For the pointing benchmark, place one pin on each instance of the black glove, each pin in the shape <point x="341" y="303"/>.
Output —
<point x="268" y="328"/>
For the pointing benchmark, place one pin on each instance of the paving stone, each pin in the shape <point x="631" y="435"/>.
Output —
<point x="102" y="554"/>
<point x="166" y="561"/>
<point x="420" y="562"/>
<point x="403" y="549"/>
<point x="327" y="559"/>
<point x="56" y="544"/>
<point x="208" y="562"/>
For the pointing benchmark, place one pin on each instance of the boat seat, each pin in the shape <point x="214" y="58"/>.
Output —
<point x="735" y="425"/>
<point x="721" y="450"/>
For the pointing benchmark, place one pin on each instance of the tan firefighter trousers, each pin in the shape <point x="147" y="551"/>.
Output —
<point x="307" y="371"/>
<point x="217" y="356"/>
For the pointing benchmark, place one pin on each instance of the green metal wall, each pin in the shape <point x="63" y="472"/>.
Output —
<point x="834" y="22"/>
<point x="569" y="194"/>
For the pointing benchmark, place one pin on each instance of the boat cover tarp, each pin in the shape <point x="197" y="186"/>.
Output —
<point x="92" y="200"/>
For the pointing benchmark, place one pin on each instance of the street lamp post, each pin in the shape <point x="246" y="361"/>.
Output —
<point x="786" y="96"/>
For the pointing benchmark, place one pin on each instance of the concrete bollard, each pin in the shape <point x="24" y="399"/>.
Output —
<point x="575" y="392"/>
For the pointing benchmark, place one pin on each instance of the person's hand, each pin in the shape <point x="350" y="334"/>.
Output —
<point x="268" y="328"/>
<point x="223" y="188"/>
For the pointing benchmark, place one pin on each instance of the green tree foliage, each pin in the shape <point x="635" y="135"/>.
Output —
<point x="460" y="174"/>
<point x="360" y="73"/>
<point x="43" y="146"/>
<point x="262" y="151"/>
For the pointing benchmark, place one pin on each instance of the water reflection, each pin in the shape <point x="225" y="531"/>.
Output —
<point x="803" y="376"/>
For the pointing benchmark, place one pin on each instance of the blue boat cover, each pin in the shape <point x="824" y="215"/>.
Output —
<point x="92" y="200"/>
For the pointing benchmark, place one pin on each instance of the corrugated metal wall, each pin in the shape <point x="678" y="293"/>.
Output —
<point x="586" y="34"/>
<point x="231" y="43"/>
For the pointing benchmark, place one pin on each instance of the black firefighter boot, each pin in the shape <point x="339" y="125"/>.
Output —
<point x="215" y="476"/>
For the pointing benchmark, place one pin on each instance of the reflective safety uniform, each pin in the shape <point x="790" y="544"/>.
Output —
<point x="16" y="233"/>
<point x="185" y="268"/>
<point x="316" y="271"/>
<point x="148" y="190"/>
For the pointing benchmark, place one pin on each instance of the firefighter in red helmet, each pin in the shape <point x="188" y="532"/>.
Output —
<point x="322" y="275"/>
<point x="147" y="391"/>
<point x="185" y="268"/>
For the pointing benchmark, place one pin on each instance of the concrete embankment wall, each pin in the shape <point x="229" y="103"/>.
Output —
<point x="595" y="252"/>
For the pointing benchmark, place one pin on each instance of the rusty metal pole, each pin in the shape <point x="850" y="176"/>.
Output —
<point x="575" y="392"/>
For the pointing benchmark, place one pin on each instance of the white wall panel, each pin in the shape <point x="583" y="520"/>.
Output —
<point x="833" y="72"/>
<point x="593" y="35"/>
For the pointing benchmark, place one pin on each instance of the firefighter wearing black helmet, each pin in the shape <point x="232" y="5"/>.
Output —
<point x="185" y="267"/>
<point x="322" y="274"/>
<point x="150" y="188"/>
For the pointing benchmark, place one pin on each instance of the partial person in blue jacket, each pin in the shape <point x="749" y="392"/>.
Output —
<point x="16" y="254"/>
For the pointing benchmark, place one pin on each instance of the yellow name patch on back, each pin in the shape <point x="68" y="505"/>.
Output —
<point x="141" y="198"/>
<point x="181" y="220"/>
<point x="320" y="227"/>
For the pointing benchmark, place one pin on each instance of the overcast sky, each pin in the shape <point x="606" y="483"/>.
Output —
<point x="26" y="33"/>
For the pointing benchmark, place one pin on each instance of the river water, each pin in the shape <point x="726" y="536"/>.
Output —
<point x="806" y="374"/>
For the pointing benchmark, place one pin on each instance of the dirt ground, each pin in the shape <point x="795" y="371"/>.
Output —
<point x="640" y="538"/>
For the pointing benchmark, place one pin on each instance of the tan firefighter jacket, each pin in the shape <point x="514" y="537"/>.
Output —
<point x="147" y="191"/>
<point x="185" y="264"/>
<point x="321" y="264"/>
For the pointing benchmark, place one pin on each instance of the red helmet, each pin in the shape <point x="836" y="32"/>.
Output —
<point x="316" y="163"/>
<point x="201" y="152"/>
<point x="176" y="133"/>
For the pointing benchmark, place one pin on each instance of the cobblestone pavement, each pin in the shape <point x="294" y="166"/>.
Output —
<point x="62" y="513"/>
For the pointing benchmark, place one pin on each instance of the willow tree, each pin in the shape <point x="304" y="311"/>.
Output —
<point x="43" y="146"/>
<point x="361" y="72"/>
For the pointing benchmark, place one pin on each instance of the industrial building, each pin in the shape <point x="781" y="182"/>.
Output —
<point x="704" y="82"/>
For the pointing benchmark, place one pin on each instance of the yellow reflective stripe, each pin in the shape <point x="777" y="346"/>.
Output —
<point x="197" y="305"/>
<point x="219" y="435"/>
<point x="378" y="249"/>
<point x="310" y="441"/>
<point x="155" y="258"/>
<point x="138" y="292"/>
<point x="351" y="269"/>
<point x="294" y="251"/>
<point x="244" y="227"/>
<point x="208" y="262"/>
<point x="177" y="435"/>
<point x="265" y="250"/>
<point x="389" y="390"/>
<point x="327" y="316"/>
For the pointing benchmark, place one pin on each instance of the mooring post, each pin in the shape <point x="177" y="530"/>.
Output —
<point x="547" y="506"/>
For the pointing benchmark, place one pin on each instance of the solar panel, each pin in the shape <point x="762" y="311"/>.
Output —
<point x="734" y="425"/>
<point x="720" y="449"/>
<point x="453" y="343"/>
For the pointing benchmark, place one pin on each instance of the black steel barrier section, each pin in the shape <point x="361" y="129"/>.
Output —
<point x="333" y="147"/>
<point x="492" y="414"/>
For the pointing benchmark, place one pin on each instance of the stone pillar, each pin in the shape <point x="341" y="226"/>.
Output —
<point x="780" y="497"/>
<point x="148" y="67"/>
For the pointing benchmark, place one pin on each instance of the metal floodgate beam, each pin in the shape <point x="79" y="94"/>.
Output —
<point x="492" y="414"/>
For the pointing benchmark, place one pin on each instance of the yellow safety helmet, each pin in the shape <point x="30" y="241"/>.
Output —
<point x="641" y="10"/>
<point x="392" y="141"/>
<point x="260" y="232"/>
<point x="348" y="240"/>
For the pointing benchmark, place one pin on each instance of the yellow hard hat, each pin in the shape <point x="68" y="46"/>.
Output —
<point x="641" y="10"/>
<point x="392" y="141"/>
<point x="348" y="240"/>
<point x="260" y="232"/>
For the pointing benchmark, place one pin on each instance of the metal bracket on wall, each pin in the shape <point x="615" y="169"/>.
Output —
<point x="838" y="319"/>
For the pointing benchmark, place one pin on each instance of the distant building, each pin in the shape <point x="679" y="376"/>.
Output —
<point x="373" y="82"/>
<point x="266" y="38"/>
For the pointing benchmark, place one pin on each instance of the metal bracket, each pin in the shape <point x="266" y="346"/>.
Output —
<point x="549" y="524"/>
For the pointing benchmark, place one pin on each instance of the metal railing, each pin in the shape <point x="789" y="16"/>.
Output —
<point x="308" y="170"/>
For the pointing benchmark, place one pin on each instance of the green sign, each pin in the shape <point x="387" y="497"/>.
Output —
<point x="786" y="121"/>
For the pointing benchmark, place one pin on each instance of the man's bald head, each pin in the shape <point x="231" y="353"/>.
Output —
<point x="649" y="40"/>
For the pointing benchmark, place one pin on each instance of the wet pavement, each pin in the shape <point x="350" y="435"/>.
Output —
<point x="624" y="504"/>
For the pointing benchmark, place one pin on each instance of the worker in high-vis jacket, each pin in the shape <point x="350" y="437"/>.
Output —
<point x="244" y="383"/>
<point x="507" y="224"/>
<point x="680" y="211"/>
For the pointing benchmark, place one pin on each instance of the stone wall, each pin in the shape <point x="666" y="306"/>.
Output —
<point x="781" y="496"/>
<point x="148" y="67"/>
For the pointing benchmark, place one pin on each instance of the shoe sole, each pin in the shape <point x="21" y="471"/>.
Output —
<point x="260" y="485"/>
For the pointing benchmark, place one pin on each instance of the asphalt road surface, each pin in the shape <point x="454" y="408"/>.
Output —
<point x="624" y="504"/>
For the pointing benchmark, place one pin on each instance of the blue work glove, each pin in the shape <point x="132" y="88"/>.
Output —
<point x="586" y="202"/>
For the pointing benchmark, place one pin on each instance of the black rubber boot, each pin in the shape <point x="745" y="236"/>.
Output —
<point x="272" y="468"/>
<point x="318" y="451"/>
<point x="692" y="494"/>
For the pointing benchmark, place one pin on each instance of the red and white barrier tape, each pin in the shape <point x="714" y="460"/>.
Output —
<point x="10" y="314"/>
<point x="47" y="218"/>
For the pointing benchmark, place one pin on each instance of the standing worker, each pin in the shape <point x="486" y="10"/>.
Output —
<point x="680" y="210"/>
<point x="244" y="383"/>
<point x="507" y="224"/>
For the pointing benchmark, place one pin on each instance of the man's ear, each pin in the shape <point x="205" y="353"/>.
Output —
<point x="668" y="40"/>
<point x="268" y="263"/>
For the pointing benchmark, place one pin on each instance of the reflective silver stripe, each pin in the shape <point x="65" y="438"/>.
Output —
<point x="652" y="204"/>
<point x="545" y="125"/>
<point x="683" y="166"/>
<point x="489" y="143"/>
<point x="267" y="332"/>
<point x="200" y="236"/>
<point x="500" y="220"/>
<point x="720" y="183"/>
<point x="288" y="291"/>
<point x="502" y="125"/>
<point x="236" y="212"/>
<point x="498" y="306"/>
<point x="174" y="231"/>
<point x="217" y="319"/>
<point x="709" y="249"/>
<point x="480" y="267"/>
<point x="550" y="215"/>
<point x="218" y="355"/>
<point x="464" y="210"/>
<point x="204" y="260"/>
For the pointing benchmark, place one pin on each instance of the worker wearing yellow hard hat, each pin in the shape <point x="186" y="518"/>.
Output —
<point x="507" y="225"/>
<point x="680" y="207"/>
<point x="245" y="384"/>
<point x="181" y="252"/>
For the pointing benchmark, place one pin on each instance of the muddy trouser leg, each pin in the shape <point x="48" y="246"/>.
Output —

== Stated goal ==
Extract the closing run of lines, starting with the one containing "the worker wearing" and ending at the last, exactly as written.

== Task output ==
For the pointing benchmark, place one pin on each instance of the worker wearing yellow hard hat, each pin in the shape <point x="186" y="518"/>.
Output —
<point x="507" y="225"/>
<point x="680" y="207"/>
<point x="245" y="384"/>
<point x="181" y="252"/>
For the pointing benchmark, place one pin on each instance of the muddy trouser leg, each pin in the shape <point x="48" y="246"/>.
Output —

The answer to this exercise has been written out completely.